Start of Items

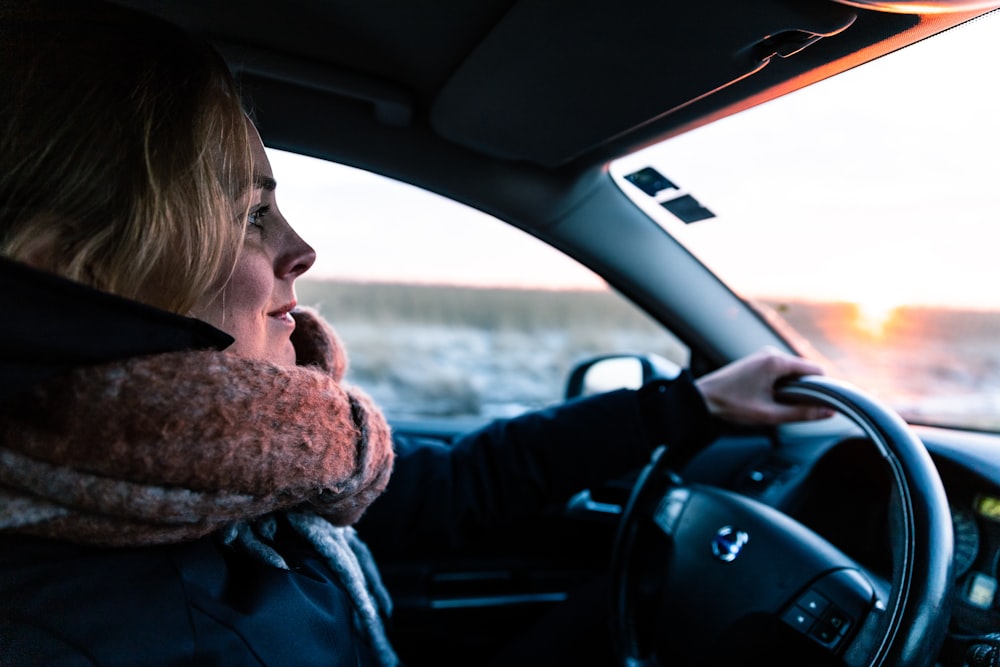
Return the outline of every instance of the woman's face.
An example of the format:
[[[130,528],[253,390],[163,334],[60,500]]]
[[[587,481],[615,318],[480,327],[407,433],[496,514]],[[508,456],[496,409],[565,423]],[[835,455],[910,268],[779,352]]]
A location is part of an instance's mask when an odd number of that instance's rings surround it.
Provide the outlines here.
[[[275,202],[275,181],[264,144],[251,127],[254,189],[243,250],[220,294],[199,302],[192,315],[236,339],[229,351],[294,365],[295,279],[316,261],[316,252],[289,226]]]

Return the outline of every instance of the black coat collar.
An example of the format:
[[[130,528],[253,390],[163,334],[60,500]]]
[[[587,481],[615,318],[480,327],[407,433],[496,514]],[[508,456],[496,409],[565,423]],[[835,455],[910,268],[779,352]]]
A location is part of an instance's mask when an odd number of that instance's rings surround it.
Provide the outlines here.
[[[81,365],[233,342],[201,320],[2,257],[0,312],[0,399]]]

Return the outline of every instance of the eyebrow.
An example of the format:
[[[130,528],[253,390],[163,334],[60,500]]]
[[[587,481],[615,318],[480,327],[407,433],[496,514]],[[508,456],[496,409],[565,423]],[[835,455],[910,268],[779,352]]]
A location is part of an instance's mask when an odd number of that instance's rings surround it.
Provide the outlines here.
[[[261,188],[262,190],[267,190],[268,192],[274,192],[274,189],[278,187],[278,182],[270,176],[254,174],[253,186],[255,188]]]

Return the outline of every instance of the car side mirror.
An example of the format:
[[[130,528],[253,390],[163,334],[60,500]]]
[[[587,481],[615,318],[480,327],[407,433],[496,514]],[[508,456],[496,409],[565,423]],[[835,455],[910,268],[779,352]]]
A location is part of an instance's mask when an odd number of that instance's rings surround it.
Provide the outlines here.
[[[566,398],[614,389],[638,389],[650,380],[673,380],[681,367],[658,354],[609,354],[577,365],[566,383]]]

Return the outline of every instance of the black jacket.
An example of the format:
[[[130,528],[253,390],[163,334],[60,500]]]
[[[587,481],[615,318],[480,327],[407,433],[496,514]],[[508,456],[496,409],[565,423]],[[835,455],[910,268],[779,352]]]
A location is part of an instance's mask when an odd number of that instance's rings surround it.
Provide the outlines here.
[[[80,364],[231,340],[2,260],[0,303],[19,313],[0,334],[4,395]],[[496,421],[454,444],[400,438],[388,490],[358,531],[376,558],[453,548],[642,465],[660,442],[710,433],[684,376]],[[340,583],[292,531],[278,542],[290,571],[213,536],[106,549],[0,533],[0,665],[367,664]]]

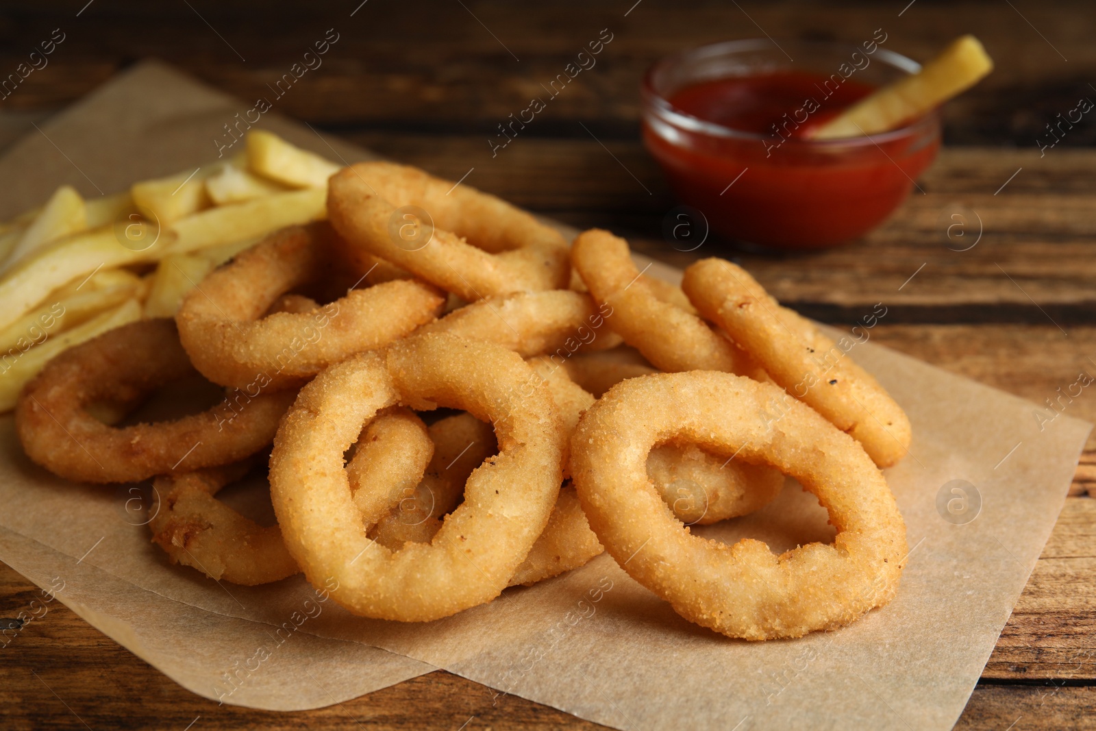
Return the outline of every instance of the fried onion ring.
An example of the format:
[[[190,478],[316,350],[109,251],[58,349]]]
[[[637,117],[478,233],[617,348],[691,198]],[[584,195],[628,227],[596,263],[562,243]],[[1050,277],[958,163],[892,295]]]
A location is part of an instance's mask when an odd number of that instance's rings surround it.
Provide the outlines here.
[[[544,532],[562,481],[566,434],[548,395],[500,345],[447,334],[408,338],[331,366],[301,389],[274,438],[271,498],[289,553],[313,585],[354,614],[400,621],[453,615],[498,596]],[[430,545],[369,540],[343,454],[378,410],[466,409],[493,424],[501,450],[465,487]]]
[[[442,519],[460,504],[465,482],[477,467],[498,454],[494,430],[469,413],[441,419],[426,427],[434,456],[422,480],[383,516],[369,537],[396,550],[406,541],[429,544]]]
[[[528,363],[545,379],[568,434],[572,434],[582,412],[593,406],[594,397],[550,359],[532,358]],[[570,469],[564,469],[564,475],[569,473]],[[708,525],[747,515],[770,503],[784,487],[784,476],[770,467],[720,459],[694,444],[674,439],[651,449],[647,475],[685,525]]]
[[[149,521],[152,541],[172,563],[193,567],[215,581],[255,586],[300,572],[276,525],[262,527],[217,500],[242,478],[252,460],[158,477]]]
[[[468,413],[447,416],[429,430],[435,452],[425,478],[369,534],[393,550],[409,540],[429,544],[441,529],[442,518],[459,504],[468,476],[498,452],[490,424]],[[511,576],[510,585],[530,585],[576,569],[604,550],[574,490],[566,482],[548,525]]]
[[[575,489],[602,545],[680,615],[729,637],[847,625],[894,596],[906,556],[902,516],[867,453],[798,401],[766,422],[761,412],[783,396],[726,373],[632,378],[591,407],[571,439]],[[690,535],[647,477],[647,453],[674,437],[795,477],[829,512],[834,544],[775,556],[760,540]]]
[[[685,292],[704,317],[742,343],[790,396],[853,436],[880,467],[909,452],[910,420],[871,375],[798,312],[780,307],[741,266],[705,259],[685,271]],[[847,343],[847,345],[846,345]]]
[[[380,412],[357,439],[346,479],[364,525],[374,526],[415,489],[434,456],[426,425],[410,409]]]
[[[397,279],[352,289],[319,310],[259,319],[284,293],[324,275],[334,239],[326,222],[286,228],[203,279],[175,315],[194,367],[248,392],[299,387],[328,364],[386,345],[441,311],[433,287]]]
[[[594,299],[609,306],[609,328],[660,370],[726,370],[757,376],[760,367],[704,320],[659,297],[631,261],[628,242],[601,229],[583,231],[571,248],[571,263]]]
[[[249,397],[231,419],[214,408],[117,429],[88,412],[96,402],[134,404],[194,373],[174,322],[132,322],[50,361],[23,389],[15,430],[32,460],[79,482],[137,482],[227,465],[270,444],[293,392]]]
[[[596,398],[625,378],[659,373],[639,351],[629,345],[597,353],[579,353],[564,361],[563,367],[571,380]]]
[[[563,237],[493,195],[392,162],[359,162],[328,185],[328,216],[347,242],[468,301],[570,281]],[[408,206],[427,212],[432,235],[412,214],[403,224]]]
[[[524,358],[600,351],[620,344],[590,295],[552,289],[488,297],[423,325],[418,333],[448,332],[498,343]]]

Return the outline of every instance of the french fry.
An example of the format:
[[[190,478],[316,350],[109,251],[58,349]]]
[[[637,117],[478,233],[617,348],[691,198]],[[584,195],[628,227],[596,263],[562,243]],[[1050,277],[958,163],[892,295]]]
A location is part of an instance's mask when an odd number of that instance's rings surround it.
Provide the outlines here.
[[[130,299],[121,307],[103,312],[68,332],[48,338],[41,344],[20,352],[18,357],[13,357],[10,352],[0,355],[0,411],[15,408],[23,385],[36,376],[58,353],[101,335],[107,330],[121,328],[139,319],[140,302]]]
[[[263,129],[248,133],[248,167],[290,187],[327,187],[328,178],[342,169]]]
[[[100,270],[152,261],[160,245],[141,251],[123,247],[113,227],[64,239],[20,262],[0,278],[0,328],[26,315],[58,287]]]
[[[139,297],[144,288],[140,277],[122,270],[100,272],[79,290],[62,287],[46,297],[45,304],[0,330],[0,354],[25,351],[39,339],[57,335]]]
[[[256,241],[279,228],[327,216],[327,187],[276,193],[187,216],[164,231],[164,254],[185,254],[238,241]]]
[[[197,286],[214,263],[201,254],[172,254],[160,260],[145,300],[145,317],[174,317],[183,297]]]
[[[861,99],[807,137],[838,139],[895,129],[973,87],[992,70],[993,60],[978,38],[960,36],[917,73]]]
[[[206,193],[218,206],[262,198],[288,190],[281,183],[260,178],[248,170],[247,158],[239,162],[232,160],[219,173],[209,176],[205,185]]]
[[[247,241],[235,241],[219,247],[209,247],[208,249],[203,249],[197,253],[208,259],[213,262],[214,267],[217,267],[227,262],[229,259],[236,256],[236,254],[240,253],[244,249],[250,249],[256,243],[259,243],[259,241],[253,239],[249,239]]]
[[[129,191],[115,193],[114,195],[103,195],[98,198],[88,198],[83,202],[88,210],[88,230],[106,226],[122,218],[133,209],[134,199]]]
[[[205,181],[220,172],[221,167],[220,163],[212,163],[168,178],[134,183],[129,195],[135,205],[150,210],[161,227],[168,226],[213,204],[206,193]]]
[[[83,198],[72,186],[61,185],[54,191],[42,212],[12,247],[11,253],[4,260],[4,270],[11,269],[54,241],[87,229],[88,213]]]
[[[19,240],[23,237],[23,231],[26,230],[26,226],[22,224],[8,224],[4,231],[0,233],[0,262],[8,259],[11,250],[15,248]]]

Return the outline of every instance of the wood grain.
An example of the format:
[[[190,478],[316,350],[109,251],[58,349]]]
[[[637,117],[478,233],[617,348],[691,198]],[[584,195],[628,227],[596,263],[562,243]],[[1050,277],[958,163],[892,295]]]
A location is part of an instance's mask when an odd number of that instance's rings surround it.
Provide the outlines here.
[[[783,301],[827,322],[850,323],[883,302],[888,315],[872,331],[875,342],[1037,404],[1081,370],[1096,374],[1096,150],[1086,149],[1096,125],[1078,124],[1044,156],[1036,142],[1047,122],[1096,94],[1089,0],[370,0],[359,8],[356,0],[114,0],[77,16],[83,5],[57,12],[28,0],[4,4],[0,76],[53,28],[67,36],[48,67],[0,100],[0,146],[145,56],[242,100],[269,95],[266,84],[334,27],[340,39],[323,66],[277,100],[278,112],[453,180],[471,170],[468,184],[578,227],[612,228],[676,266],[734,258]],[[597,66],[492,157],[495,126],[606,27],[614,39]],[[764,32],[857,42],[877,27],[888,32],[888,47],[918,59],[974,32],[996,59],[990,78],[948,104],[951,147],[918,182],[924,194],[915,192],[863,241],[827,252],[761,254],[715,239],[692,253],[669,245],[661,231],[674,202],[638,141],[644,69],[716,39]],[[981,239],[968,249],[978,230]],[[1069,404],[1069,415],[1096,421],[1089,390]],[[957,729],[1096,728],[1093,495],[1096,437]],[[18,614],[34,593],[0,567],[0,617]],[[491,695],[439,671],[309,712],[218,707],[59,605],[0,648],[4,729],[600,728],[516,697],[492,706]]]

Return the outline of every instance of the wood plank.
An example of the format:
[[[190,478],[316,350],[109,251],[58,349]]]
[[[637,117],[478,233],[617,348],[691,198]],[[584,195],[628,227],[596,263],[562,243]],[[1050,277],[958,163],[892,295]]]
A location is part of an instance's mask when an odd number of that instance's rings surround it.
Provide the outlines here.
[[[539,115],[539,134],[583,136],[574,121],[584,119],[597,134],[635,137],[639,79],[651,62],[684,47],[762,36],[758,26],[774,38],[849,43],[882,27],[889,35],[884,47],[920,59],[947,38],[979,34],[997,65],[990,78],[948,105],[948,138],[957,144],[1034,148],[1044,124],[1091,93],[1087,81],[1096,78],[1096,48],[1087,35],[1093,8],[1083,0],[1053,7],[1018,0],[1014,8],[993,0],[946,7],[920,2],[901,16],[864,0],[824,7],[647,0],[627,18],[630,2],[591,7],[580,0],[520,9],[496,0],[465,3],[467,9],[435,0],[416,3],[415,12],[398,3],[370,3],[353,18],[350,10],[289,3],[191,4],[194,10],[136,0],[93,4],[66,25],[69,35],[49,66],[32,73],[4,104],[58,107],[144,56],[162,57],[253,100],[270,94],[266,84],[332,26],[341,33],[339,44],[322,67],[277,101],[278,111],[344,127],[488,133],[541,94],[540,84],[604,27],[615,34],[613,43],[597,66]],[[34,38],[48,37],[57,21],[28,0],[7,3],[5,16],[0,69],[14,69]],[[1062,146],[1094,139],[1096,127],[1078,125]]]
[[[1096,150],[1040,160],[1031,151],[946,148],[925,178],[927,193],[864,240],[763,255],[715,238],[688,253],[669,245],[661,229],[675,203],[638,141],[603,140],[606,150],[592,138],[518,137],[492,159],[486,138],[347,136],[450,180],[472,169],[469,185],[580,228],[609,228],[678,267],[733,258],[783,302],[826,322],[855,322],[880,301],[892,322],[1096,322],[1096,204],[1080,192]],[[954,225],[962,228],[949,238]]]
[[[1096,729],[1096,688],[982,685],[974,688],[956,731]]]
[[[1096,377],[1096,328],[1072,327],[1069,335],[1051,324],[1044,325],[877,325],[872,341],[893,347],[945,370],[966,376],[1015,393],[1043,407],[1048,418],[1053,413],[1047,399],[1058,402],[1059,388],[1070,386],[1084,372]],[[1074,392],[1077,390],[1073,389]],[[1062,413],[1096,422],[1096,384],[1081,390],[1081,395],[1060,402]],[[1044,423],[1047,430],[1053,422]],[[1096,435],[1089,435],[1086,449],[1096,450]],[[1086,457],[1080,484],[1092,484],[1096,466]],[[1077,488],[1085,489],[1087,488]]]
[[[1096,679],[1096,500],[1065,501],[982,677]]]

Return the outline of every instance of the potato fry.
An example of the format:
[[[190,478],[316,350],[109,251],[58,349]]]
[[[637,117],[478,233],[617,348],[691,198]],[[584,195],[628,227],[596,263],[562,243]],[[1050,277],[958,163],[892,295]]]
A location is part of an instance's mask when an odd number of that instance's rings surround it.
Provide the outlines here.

End of Items

**Stated goal:** Starting from the line containing "Return the outline of every instance of the potato" and ending with the final line of the data, reproduce each line exactly as it appears, including no other lines.

**The reply:**
Return the outline of every instance of the potato fry.
An example of the format:
[[[190,478],[316,350],[109,251],[58,349]]]
[[[637,117],[478,233],[617,348],[691,198]],[[584,195],[628,227],[596,263],[562,243]],[[1050,277],[958,163],[892,295]]]
A location is part of an instance's mask when an odd number of that instance's rings surround it.
Provide the outlines here.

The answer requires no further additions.